INSTRUCTIONS:
1. Reproduce the passage of the Yantian port text starting with "Shipping companies, including" and going on through "reported China Daily.", word for word.
2. Write the next part of the Yantian port text, picking up right after its final sentence.

*** SOURCE EXTRACT Section Begins ***

The Port of Yantian, a major foreign-trade port in Shenzhen City in southern China’s Guangdong Province, has resumed 100% operations after a month-long disruption that triggered congestion, vessel delays and tangled global supply chains.

The activities of the 20 berths in the port’s central and western sections all resumed on June 24 as the epidemic in the port area has been effectively contained.

Ships from 13 international routes docked on the morning of June 24, the Yantian International Container Terminal (YICT) said.

The Yantian port, one of the world’s busiest container ports, reduced operational berths from 20 to five after an asymptomatic COVID-19 carrier was reported in the international cargo-ship handling zone on May 21.

The outbreak of coronavirus cases among dockworkers led to the partial suspension of operations as local authorities carried disinfection and containment measures.

Shipping companies, including Maersk, COSCO Shipping Lines and CMA CGM, have all warned customers that it would take several weeks to clear up the immense container backlog in the region that has put strains on global supply chains over the past four weeks, reported China Daily.

Yantian Port’s resumption of normal operations is seen to help restore the global supply of electronic consumer goods, electrical machinery, household appliances, medical equipment, auto parts and furniture, much of which is manufactured in China’s Pearl River Delta region.

*** SOURCE EXTRACT Section Ends ***
*** DATA SECTION Section Begins ***

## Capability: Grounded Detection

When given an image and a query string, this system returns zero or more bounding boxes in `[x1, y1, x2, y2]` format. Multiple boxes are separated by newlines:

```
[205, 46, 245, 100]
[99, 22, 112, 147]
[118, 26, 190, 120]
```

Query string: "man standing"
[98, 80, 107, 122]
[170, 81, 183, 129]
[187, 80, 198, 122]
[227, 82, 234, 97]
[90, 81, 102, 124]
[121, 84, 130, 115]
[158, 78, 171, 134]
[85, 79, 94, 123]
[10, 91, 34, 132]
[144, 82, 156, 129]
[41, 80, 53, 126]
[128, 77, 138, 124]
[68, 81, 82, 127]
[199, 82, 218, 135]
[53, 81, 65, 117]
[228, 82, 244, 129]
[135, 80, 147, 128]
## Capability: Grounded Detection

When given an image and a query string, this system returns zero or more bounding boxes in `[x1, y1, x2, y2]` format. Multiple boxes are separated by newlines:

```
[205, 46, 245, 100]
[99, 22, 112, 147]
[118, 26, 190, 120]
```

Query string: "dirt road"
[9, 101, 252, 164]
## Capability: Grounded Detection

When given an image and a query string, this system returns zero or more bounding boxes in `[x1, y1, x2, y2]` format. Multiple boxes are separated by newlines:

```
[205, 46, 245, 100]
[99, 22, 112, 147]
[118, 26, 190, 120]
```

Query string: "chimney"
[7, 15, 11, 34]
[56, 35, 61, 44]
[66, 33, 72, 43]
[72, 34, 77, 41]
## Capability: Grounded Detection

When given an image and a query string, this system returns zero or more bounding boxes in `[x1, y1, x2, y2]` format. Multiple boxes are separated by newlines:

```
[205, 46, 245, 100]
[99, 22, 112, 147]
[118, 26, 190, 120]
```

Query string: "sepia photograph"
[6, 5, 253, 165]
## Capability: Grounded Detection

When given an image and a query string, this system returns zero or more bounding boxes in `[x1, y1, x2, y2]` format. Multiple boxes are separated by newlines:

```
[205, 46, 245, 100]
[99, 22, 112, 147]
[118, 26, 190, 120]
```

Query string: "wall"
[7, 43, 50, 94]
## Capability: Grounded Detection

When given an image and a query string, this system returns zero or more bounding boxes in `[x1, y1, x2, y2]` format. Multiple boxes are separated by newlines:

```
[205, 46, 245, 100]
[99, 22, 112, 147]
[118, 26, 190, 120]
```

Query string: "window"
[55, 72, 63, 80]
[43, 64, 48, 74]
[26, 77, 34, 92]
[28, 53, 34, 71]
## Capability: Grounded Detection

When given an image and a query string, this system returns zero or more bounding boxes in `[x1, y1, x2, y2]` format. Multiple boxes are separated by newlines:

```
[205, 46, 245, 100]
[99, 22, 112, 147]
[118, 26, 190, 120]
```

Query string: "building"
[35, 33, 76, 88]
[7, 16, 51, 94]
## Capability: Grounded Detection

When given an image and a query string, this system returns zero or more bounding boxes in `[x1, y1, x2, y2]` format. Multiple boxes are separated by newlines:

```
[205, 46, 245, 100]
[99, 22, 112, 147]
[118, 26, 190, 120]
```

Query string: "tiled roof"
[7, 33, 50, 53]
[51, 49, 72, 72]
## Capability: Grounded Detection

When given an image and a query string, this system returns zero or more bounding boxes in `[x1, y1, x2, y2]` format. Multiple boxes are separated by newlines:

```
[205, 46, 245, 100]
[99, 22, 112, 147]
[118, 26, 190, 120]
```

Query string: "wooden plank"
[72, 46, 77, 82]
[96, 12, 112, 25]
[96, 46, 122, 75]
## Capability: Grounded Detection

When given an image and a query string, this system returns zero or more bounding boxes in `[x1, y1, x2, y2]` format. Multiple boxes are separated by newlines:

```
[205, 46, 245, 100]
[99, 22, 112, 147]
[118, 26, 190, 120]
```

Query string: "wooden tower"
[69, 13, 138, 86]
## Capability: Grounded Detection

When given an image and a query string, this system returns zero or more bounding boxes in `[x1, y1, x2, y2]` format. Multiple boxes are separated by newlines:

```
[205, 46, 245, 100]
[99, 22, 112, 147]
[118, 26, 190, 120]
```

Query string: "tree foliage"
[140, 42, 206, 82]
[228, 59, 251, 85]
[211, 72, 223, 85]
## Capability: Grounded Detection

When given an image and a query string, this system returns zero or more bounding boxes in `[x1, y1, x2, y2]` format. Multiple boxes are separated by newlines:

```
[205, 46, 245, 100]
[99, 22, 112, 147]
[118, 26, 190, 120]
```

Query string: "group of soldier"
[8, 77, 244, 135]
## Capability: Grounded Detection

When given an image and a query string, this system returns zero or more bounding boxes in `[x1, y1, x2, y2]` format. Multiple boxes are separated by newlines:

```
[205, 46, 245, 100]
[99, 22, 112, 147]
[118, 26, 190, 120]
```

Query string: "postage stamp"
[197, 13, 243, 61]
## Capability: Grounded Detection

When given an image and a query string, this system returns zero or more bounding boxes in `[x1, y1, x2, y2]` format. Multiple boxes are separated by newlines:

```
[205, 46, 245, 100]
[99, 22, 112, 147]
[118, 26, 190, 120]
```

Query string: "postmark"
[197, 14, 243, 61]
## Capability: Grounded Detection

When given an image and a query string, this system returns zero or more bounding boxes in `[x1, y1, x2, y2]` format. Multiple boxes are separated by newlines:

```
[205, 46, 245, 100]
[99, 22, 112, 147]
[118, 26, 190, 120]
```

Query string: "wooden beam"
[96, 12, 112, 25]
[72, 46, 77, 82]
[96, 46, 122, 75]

*** DATA SECTION Section Ends ***

ANSWERS TO THE PROBLEMS:
1.
Shipping companies, including Maersk, COSCO Shipping Lines and CMA CGM, have all warned customers that it would take several weeks to clear up the immense container backlog in the region that has put strains on global supply chains over the past four weeks, reported China Daily.

2.
As one of China’s major container shipping ports, Yantian Port serves more than one-third of Guangdong’s foreign trade and one-fourth of the country’s trade with the United States, according to the district government of Yantian.

“Currently, there are 23 ships conducting loading operations at the port,” said Lawrence Shum, managing director of Hutchison Ports Yantian, the operator of Yantian Port.

Workers at the port now number 4,462 from 360 when the outbreak initially occurred in late May, and all of the berths at the port’s central and western areas where confirmed COVID-19 cases were discovered have resumed operations.

The berths’ total throughput reaches 33,000 twenty-foot equivalent units (TEUs).

Yuan Huyong, deputy head of the Yantian Port command center for COVID-19 control and prevention, said the government will continue to impose strict COVID-19 prevention and control measures on high-risk personnel working at the port to ensure its safe and efficient operation.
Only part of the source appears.